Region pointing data
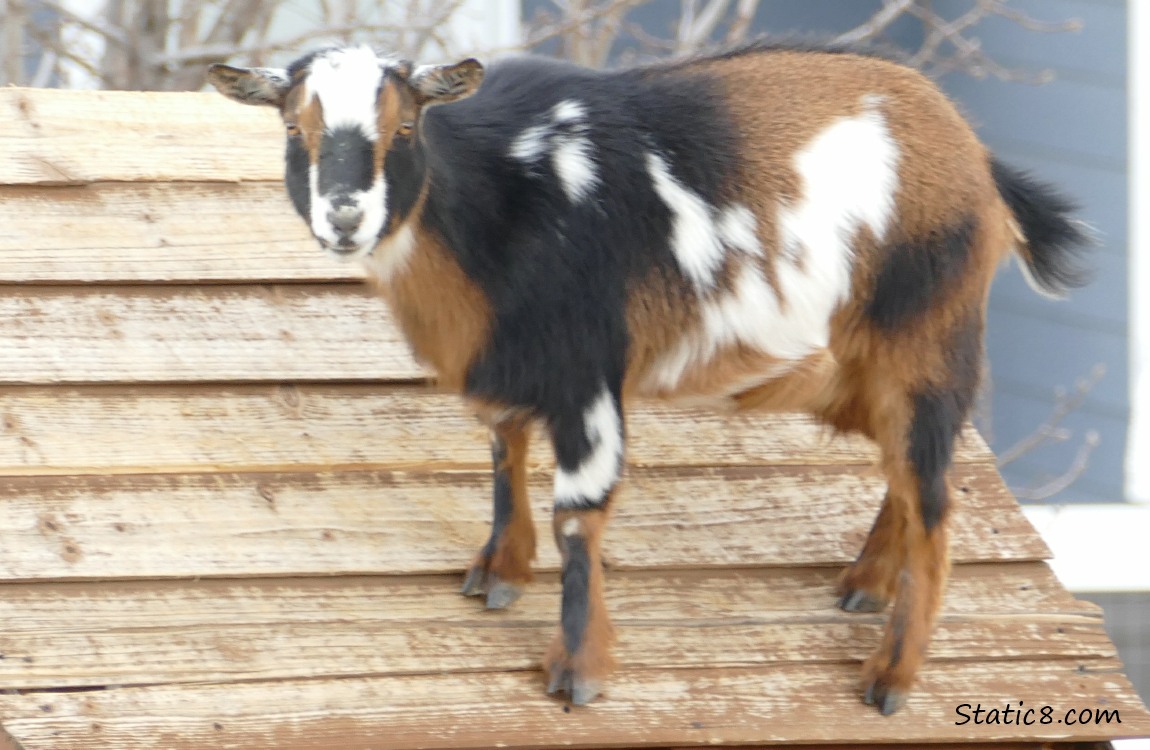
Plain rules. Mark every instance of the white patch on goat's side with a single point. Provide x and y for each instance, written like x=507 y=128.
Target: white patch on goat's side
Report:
x=694 y=236
x=736 y=229
x=568 y=111
x=572 y=160
x=849 y=178
x=599 y=471
x=390 y=257
x=346 y=82
x=530 y=144
x=570 y=148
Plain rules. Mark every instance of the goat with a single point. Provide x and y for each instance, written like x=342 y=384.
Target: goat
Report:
x=768 y=228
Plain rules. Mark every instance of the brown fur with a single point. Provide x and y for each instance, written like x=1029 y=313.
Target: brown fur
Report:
x=444 y=315
x=593 y=660
x=515 y=549
x=864 y=381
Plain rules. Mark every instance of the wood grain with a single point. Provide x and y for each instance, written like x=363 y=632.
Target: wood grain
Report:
x=52 y=137
x=268 y=428
x=274 y=629
x=400 y=522
x=173 y=232
x=642 y=708
x=135 y=335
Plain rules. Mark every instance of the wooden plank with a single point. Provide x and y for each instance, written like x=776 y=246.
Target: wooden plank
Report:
x=784 y=703
x=115 y=232
x=378 y=522
x=60 y=335
x=52 y=137
x=168 y=632
x=269 y=428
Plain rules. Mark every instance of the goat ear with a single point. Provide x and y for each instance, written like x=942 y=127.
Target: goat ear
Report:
x=267 y=86
x=441 y=84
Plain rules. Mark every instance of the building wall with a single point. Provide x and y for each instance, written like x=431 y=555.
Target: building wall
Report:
x=1072 y=131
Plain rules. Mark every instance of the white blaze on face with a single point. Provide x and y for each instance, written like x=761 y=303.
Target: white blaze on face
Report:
x=346 y=84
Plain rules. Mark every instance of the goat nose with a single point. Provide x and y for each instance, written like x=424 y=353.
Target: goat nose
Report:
x=345 y=220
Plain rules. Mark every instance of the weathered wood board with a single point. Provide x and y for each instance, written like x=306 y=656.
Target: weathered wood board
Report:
x=52 y=137
x=290 y=428
x=234 y=525
x=216 y=334
x=140 y=633
x=159 y=232
x=781 y=703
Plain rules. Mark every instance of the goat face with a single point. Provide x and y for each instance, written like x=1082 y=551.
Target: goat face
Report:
x=354 y=161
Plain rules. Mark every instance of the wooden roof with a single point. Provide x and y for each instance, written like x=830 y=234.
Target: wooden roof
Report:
x=234 y=514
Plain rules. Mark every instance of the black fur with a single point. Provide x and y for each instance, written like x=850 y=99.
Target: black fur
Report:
x=501 y=498
x=1055 y=240
x=297 y=163
x=556 y=270
x=938 y=415
x=576 y=582
x=915 y=273
x=345 y=162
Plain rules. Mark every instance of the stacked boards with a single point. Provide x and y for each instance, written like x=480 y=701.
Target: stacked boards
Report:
x=235 y=514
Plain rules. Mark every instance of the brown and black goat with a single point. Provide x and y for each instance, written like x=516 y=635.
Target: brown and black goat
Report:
x=771 y=228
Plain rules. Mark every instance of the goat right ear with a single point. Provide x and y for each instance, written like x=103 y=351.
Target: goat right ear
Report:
x=266 y=86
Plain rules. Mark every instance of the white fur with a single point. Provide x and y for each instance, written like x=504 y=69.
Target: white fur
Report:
x=572 y=160
x=390 y=257
x=572 y=154
x=694 y=236
x=530 y=144
x=345 y=82
x=850 y=176
x=599 y=471
x=372 y=201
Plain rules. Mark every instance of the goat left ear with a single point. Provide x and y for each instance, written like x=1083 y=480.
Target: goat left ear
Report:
x=441 y=84
x=266 y=86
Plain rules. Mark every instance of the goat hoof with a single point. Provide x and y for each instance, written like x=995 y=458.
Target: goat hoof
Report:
x=501 y=595
x=476 y=582
x=859 y=601
x=582 y=691
x=883 y=697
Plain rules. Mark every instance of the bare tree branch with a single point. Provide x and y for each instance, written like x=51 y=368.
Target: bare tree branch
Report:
x=1051 y=430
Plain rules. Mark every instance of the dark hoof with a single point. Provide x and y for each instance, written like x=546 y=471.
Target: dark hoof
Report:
x=859 y=601
x=475 y=583
x=501 y=595
x=582 y=691
x=884 y=698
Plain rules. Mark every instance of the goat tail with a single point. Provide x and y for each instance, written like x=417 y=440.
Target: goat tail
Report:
x=1051 y=243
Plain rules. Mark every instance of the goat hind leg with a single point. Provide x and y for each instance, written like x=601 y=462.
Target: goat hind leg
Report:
x=503 y=567
x=918 y=468
x=868 y=584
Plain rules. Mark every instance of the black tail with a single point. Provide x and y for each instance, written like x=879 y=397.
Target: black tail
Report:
x=1053 y=243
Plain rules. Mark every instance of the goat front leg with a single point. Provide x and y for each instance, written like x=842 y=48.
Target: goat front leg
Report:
x=589 y=457
x=503 y=567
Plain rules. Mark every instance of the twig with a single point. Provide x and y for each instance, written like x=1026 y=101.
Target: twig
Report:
x=1059 y=483
x=891 y=10
x=1050 y=429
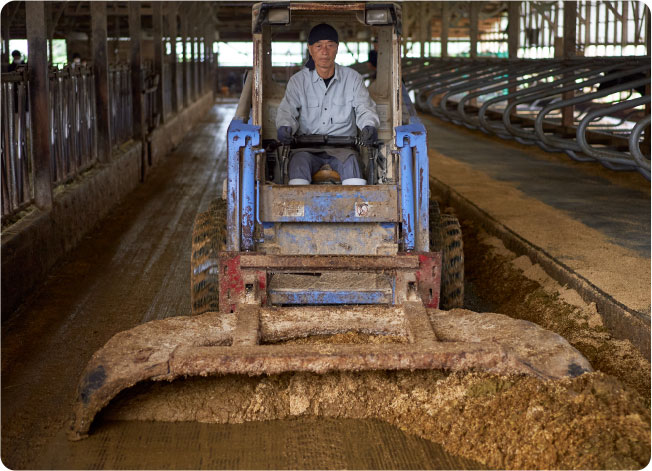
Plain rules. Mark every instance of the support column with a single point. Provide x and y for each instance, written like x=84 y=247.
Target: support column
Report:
x=101 y=70
x=172 y=22
x=570 y=46
x=473 y=28
x=445 y=17
x=513 y=29
x=157 y=24
x=208 y=53
x=6 y=57
x=135 y=62
x=570 y=29
x=39 y=102
x=193 y=65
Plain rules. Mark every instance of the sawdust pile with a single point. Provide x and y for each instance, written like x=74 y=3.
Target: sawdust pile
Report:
x=523 y=290
x=591 y=421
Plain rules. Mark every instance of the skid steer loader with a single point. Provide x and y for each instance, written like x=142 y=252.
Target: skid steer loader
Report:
x=273 y=262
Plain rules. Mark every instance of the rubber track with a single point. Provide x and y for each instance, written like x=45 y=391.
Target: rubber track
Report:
x=446 y=236
x=208 y=238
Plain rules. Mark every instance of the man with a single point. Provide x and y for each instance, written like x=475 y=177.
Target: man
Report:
x=327 y=99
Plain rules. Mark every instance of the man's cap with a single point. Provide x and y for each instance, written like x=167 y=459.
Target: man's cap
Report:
x=321 y=32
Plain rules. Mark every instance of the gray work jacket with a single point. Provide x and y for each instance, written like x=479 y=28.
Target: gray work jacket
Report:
x=308 y=107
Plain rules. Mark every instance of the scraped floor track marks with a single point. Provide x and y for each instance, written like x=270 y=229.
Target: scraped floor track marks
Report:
x=134 y=267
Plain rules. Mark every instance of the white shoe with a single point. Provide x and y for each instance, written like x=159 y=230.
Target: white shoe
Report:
x=354 y=181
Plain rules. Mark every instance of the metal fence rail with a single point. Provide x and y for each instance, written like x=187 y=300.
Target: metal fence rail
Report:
x=592 y=109
x=17 y=162
x=72 y=122
x=120 y=104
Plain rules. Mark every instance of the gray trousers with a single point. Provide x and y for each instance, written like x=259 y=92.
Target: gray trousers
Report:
x=304 y=164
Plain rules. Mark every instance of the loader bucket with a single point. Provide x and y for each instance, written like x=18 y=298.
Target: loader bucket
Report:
x=250 y=342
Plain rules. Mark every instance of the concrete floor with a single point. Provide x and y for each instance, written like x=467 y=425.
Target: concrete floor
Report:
x=587 y=226
x=133 y=268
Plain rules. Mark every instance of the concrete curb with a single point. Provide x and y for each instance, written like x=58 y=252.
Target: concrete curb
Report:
x=621 y=321
x=34 y=244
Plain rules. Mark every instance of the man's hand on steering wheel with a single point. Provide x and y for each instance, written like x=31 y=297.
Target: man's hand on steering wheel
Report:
x=284 y=135
x=369 y=135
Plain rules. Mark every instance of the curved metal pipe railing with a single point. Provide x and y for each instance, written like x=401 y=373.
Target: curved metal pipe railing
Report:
x=525 y=99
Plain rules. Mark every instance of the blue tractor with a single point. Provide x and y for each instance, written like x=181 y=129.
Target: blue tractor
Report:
x=326 y=244
x=273 y=263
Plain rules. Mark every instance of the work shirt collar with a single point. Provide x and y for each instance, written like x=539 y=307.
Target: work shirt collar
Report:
x=315 y=76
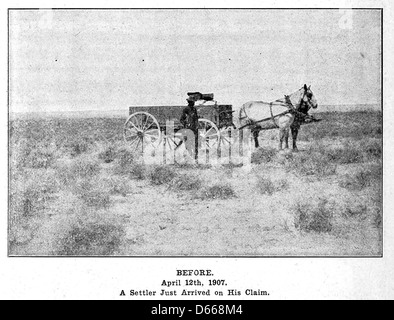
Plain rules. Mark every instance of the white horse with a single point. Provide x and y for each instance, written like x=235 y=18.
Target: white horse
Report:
x=286 y=114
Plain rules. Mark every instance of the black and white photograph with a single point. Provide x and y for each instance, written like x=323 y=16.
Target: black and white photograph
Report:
x=209 y=133
x=126 y=132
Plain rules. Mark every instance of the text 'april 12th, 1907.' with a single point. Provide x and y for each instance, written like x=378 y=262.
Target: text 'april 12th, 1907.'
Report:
x=195 y=283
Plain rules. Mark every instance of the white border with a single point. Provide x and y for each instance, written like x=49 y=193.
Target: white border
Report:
x=284 y=278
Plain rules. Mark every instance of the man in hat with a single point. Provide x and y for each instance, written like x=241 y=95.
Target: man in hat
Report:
x=189 y=120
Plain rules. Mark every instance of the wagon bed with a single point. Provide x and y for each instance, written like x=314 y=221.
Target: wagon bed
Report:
x=146 y=125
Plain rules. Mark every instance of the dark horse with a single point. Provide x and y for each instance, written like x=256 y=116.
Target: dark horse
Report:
x=296 y=106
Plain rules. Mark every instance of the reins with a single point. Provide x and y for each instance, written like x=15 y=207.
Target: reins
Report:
x=289 y=105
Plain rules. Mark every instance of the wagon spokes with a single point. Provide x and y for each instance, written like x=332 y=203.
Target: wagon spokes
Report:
x=208 y=133
x=142 y=130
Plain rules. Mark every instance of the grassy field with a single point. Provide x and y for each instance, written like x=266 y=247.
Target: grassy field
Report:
x=76 y=189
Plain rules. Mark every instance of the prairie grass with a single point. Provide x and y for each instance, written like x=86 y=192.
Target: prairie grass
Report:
x=309 y=217
x=91 y=235
x=220 y=191
x=361 y=179
x=263 y=155
x=80 y=168
x=311 y=163
x=186 y=182
x=93 y=193
x=161 y=174
x=268 y=187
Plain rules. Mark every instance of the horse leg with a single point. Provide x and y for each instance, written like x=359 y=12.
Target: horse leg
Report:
x=256 y=138
x=281 y=136
x=286 y=134
x=294 y=134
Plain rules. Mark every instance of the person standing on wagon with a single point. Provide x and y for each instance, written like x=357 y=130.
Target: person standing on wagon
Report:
x=189 y=120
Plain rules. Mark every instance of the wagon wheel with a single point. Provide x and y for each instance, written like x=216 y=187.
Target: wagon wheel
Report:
x=209 y=133
x=174 y=141
x=141 y=130
x=226 y=138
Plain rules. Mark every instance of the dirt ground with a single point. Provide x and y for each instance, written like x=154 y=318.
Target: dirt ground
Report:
x=160 y=220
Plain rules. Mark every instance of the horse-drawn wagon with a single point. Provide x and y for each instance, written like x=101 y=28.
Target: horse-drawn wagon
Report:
x=153 y=125
x=149 y=125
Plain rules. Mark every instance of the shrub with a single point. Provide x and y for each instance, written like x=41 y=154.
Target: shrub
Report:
x=186 y=182
x=124 y=161
x=267 y=186
x=34 y=155
x=93 y=193
x=345 y=155
x=161 y=174
x=355 y=211
x=80 y=168
x=28 y=194
x=378 y=219
x=372 y=149
x=361 y=179
x=78 y=147
x=218 y=191
x=108 y=155
x=313 y=218
x=313 y=163
x=116 y=185
x=137 y=171
x=262 y=155
x=91 y=239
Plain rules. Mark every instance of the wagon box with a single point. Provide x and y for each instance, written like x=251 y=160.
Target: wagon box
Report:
x=146 y=124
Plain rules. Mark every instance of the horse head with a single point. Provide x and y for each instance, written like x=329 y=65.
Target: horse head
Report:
x=308 y=98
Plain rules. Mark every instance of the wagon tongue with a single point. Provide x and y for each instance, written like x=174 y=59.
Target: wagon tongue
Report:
x=195 y=96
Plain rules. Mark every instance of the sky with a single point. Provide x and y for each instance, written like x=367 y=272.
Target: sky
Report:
x=78 y=60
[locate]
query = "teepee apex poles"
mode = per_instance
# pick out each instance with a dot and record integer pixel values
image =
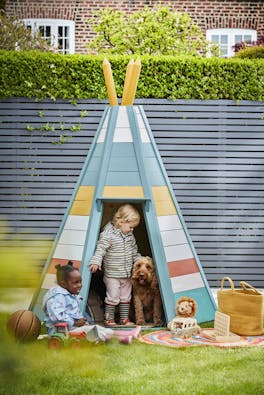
(109, 82)
(129, 94)
(130, 84)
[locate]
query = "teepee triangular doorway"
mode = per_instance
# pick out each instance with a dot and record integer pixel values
(124, 165)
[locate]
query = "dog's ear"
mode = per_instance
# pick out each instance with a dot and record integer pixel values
(154, 281)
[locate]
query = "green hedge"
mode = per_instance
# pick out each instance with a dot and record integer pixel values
(256, 52)
(49, 75)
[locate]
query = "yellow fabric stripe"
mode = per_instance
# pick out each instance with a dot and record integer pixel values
(83, 201)
(163, 201)
(123, 192)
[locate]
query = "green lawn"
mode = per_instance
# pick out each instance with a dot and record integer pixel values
(116, 369)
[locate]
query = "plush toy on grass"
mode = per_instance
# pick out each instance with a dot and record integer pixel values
(184, 324)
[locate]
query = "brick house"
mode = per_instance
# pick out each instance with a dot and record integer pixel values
(223, 21)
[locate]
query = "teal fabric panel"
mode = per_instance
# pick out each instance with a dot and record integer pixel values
(123, 162)
(123, 149)
(123, 178)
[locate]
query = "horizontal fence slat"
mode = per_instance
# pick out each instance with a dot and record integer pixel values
(212, 150)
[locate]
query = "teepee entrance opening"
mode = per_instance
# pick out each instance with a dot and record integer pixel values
(97, 290)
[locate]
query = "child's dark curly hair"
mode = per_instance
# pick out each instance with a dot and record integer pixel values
(63, 271)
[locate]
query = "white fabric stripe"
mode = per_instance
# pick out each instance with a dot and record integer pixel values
(77, 222)
(49, 281)
(68, 251)
(143, 132)
(173, 237)
(177, 253)
(187, 282)
(169, 222)
(122, 130)
(70, 236)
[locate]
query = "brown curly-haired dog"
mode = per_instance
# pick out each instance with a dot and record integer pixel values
(147, 300)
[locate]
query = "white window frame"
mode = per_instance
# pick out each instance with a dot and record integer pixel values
(54, 25)
(231, 37)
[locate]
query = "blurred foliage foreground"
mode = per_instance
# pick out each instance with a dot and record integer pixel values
(20, 265)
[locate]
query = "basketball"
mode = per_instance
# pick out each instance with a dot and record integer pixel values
(24, 325)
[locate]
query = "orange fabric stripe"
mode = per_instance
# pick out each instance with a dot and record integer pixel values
(57, 261)
(182, 267)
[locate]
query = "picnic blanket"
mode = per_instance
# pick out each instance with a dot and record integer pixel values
(166, 338)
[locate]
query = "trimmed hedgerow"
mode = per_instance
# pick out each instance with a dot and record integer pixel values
(43, 75)
(255, 52)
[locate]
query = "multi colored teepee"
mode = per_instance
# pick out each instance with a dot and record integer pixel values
(124, 165)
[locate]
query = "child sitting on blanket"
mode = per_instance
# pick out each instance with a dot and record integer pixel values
(62, 303)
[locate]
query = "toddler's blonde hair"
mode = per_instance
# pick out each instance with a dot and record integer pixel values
(126, 213)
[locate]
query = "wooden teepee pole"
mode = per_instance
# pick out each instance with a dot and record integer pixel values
(109, 82)
(132, 84)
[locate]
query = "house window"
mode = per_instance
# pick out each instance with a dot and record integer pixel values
(227, 38)
(59, 32)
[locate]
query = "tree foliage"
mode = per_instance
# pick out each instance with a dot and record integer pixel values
(14, 35)
(150, 31)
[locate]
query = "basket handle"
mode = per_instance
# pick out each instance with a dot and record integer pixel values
(230, 282)
(248, 287)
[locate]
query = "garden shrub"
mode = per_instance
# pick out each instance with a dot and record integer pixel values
(255, 52)
(51, 75)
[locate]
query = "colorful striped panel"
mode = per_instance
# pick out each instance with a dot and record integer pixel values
(187, 282)
(123, 192)
(180, 268)
(178, 252)
(169, 222)
(173, 237)
(83, 201)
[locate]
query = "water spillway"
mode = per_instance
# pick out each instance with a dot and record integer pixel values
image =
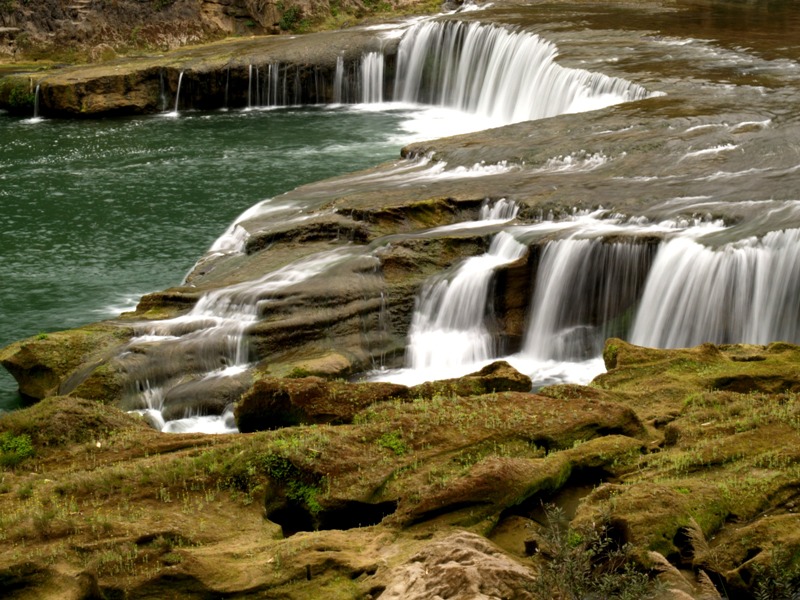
(440, 276)
(500, 75)
(745, 291)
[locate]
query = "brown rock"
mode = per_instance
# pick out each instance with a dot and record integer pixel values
(272, 403)
(496, 377)
(462, 566)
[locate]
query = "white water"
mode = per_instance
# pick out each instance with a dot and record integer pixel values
(450, 328)
(36, 102)
(502, 75)
(372, 78)
(212, 338)
(582, 287)
(743, 292)
(495, 75)
(585, 290)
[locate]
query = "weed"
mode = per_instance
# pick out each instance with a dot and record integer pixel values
(393, 440)
(586, 564)
(781, 579)
(14, 449)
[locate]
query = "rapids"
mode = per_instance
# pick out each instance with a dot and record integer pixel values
(643, 183)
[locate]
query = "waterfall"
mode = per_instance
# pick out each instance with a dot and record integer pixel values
(372, 78)
(449, 328)
(162, 92)
(502, 75)
(178, 92)
(250, 87)
(745, 291)
(502, 210)
(338, 81)
(585, 292)
(227, 85)
(211, 340)
(36, 102)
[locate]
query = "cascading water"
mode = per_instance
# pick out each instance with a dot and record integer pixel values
(585, 292)
(210, 341)
(177, 95)
(36, 102)
(502, 75)
(372, 78)
(250, 86)
(452, 313)
(745, 291)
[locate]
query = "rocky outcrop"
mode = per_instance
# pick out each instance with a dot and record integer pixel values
(461, 566)
(403, 500)
(98, 31)
(273, 403)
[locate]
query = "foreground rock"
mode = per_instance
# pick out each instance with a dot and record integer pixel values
(439, 494)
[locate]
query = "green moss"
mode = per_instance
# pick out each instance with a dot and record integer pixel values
(14, 449)
(393, 440)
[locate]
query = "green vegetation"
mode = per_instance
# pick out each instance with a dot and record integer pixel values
(14, 449)
(393, 440)
(587, 563)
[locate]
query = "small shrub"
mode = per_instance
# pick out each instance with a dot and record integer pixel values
(14, 449)
(290, 18)
(587, 564)
(781, 579)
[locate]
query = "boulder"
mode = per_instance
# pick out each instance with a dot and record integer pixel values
(496, 377)
(273, 403)
(460, 566)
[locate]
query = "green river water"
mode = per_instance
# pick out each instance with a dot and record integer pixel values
(94, 214)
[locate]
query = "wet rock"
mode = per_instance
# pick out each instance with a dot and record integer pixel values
(272, 403)
(53, 363)
(204, 396)
(496, 377)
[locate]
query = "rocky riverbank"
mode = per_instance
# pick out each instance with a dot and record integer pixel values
(671, 474)
(686, 456)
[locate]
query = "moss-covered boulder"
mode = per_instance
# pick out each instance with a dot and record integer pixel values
(55, 363)
(272, 403)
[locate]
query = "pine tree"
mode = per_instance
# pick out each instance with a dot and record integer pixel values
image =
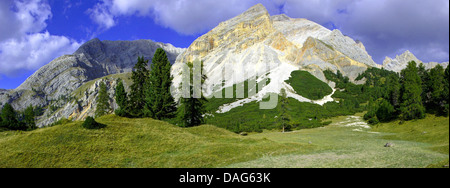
(283, 117)
(29, 117)
(159, 102)
(103, 105)
(393, 89)
(445, 93)
(121, 99)
(436, 87)
(191, 109)
(411, 106)
(137, 94)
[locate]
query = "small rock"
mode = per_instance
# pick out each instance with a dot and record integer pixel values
(388, 145)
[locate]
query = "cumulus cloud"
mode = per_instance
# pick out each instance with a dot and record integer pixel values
(386, 27)
(23, 44)
(33, 51)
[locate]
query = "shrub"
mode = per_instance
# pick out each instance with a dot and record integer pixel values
(90, 123)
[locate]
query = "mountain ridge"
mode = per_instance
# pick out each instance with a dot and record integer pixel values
(55, 81)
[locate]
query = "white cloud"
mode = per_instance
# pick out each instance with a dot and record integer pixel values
(23, 44)
(33, 51)
(184, 16)
(102, 16)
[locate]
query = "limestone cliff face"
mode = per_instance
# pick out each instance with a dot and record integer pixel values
(256, 44)
(401, 61)
(94, 59)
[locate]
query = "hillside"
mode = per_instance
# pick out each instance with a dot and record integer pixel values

Aim of the task: Where does the string "branch" appear in the records? Copy every line that holds it.

Expected answer:
Plain rules. Mark every instance of the bare tree branch with a single point. Provide x and y for each instance, written like x=51 y=368.
Target: bare tree branch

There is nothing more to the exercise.